SET EXERCISE:
Copy everything from "Seedling-scouting request: tag the sidewalk" down to the end of the items, replacing "walkway path" with "garden path" and leaving everything else unchanged. Leave the pictures out of your answer.

ENTRIES SUPPLIED:
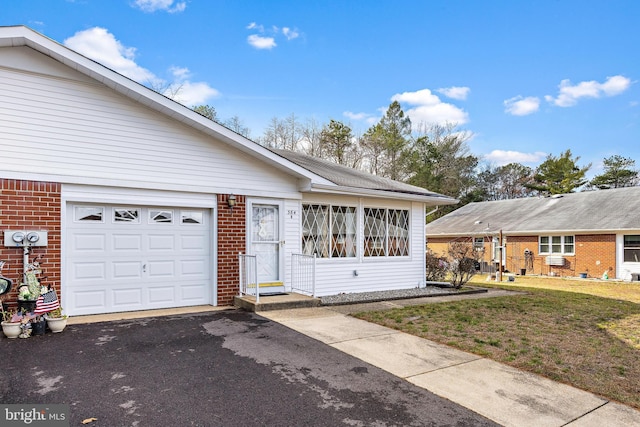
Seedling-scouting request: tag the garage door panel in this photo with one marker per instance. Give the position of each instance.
(193, 293)
(162, 294)
(89, 301)
(161, 242)
(124, 266)
(193, 267)
(83, 271)
(193, 243)
(158, 269)
(127, 298)
(126, 270)
(89, 242)
(126, 242)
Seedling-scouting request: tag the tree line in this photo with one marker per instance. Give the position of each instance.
(433, 156)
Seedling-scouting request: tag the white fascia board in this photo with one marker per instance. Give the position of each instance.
(507, 233)
(354, 191)
(100, 182)
(24, 36)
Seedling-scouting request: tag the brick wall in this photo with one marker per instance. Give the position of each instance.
(594, 254)
(30, 205)
(231, 242)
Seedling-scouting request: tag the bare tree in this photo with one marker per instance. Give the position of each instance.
(463, 259)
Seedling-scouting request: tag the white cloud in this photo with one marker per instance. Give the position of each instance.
(455, 92)
(289, 33)
(195, 93)
(266, 38)
(430, 109)
(504, 157)
(102, 46)
(260, 42)
(150, 6)
(255, 26)
(355, 116)
(519, 106)
(570, 94)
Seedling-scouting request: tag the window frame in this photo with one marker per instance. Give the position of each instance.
(327, 232)
(389, 249)
(635, 246)
(556, 244)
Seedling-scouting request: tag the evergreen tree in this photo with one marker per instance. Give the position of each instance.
(618, 172)
(559, 175)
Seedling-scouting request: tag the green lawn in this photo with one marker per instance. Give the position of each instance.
(589, 341)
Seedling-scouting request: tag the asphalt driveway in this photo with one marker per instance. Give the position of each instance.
(229, 368)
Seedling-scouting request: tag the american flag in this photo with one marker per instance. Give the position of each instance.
(47, 302)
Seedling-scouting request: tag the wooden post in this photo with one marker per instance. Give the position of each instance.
(499, 272)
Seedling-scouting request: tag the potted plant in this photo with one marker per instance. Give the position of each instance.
(11, 323)
(56, 321)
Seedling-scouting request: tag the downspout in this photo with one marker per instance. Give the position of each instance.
(424, 258)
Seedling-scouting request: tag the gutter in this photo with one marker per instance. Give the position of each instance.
(384, 194)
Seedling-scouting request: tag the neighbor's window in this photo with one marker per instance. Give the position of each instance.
(478, 243)
(329, 231)
(88, 213)
(386, 232)
(632, 248)
(556, 244)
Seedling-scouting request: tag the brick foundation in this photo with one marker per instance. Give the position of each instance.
(30, 205)
(231, 242)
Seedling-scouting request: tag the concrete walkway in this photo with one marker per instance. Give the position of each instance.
(503, 394)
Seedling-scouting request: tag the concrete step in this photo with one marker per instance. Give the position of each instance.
(282, 301)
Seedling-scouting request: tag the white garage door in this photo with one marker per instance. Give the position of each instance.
(125, 258)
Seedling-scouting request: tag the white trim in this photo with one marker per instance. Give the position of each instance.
(124, 196)
(383, 194)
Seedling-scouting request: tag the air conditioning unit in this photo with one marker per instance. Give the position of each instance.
(554, 260)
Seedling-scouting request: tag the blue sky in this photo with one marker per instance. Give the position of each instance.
(524, 78)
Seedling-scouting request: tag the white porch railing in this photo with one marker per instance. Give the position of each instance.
(303, 274)
(248, 266)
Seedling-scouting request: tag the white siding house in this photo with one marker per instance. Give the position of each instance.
(133, 192)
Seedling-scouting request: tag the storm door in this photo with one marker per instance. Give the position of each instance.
(265, 241)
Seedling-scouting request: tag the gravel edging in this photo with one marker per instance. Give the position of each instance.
(377, 296)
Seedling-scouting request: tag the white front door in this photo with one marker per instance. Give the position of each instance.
(264, 241)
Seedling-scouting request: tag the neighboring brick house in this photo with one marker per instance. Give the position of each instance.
(577, 234)
(147, 204)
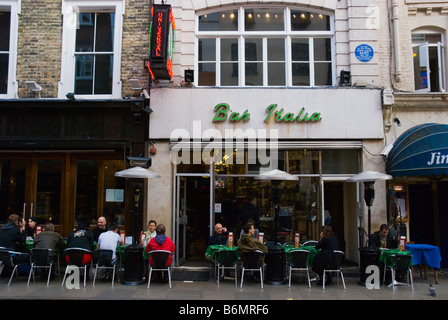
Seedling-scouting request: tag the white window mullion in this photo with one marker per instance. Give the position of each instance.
(218, 61)
(311, 54)
(441, 62)
(242, 61)
(288, 62)
(265, 61)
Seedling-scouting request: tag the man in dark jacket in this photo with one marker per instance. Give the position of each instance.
(248, 243)
(12, 236)
(219, 237)
(49, 239)
(81, 237)
(13, 233)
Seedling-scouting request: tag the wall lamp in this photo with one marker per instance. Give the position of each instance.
(33, 86)
(135, 84)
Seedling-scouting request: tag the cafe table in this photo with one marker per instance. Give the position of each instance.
(313, 251)
(426, 255)
(212, 249)
(386, 255)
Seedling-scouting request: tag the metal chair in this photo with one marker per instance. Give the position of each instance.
(159, 258)
(41, 259)
(310, 243)
(105, 262)
(76, 258)
(252, 261)
(299, 262)
(334, 265)
(226, 259)
(401, 263)
(8, 261)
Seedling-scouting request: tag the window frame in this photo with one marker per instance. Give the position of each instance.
(14, 7)
(70, 9)
(440, 46)
(286, 34)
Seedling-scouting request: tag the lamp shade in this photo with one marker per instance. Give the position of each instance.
(137, 172)
(369, 176)
(276, 175)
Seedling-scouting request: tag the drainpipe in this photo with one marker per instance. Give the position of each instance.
(395, 21)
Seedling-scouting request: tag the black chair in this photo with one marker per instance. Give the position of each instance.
(310, 243)
(401, 264)
(334, 265)
(299, 262)
(252, 261)
(76, 258)
(226, 259)
(159, 259)
(12, 260)
(104, 261)
(41, 259)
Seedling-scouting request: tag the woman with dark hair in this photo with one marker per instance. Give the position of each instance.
(328, 242)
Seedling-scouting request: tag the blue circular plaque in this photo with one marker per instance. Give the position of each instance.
(364, 52)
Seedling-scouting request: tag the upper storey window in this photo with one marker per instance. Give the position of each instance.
(429, 62)
(91, 41)
(265, 47)
(9, 13)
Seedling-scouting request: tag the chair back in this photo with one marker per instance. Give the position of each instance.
(226, 258)
(105, 257)
(76, 256)
(310, 243)
(6, 258)
(299, 258)
(159, 258)
(334, 259)
(41, 257)
(251, 260)
(402, 262)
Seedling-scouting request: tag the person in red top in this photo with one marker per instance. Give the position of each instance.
(161, 242)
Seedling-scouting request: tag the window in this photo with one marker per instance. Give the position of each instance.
(429, 62)
(8, 48)
(91, 49)
(265, 47)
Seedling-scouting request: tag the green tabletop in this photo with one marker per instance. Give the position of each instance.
(313, 251)
(121, 250)
(210, 252)
(386, 256)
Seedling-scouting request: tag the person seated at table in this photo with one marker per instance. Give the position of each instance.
(13, 237)
(49, 239)
(328, 242)
(161, 242)
(109, 240)
(81, 237)
(248, 243)
(383, 238)
(31, 229)
(151, 231)
(219, 237)
(256, 231)
(101, 226)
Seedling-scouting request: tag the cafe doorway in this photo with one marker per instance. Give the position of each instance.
(192, 218)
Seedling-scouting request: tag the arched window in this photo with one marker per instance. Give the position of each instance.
(429, 61)
(265, 47)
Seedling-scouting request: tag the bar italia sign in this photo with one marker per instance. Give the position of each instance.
(223, 113)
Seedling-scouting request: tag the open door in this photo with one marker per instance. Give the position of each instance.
(421, 68)
(181, 219)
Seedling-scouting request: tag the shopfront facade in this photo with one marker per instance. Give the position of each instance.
(211, 165)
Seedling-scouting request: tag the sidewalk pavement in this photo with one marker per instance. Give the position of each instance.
(226, 290)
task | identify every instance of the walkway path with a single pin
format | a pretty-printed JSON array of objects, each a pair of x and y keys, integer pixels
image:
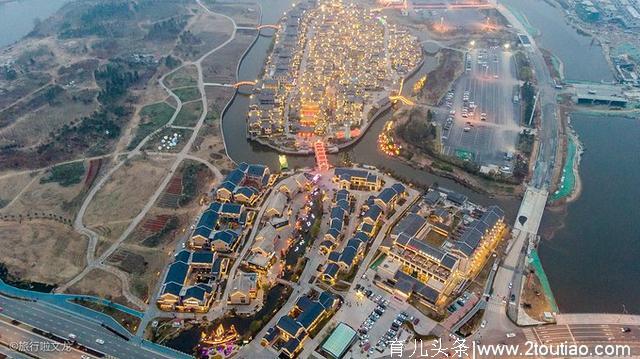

CORRECT RESULT:
Seedling-scouting request: tag the sidewalk pavement in this photo with one marker per instance. Give the position of each instance.
(226, 290)
task | identify every instance of the garden path with a single pin
format | a pretty-printed JSON array of objects, each a pair of x and y keys, integer pixels
image:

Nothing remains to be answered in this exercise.